[begin Stored records]

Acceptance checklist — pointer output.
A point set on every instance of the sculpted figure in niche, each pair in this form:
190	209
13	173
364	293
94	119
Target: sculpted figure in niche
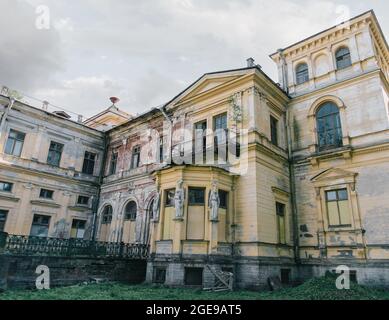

[end Stored records]

What is expected: Rewrite the material above with "niche" replaced by "alcove" and everything else unchanged. Leave out the picture.

Exercise result:
Acceptance checklist — pointer output.
A point set on every instance of the sculpted figure in alcove, each pair in this form:
190	209
13	173
364	293
94	119
Target: sculpted figure in alcove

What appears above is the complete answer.